[Aim of the exercise]:
Copy exactly, and only, the lines from the line containing "green dumpster, find" through the last line of the records below, both included.

[Data to use]:
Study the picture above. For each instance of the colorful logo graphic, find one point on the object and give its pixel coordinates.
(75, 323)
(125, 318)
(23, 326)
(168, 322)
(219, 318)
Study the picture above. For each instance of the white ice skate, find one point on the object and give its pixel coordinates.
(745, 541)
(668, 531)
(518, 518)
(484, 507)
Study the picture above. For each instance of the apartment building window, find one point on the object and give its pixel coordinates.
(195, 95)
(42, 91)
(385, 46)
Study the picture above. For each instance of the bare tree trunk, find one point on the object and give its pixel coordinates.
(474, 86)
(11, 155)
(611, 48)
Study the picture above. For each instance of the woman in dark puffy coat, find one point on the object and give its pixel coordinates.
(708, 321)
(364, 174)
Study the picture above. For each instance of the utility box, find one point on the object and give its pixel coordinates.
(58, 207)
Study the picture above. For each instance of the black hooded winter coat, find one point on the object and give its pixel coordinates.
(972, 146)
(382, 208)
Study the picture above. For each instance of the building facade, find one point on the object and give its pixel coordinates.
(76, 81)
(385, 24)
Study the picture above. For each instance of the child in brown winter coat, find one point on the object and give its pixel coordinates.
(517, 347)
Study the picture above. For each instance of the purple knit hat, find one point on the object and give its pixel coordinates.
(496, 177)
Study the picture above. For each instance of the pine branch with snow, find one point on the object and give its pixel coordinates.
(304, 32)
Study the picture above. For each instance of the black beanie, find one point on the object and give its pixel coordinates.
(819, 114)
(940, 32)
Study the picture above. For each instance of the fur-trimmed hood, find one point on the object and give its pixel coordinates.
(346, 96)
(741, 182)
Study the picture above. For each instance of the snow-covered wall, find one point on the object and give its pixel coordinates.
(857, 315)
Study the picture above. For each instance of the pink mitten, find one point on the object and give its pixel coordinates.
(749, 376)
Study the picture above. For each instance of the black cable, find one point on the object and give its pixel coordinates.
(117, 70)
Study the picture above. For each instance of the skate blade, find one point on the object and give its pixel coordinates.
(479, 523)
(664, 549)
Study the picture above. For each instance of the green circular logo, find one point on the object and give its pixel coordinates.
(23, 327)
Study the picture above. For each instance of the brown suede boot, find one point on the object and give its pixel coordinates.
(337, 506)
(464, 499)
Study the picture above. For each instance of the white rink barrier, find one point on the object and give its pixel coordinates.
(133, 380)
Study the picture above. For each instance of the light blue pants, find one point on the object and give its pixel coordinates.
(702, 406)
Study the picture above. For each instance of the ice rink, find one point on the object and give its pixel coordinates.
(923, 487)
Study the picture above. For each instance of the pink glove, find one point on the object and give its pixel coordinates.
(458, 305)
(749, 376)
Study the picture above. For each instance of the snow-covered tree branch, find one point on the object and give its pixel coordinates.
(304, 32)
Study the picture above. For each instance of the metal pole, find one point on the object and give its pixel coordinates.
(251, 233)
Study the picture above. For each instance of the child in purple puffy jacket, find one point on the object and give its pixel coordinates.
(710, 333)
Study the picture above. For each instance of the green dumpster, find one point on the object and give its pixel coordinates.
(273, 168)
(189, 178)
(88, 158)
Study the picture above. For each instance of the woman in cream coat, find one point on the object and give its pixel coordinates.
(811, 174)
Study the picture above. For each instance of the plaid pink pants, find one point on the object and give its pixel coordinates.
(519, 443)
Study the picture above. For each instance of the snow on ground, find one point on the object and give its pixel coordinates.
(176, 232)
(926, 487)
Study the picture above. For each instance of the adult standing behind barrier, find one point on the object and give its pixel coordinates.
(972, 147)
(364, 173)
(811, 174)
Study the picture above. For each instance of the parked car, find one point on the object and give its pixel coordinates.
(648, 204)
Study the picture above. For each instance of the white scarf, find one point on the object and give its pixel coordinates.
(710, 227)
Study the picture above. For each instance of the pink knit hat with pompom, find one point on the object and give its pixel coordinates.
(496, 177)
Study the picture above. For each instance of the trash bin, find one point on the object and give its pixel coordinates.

[Response]:
Study the picture above. For each instance of the green dumpster, find one point on the object and give its pixel coordinates.
(273, 168)
(189, 178)
(88, 158)
Study the picture above. For each instance of the woman in cream coat, find one point on the object and give its pixel coordinates.
(811, 174)
Study the picture above. For each instance of the plaid pink pants, find one point on the object and give its pixel coordinates.
(519, 443)
Study the picture above. For each instance of the snow on ground, find one point on the object and give its pixel coordinates.
(176, 232)
(926, 487)
Study the picture above. For each instance of the adult standing behind barrier, find one point on the object and give its pixel coordinates.
(972, 147)
(364, 173)
(811, 174)
Study the picture above. For each instance of the parked car, find one point on the object and give its pixel coordinates.
(648, 204)
Study the picture above. For each instance of the white scarf, find one point on the object and give its pixel coordinates.
(710, 227)
Study the picture above. For each instance of the pink knit hat with pompom, find one point on the object and give its pixel coordinates.
(496, 177)
Study the picture above. For each instance of the trash bin, find one point on the object and give its pixel coordinates.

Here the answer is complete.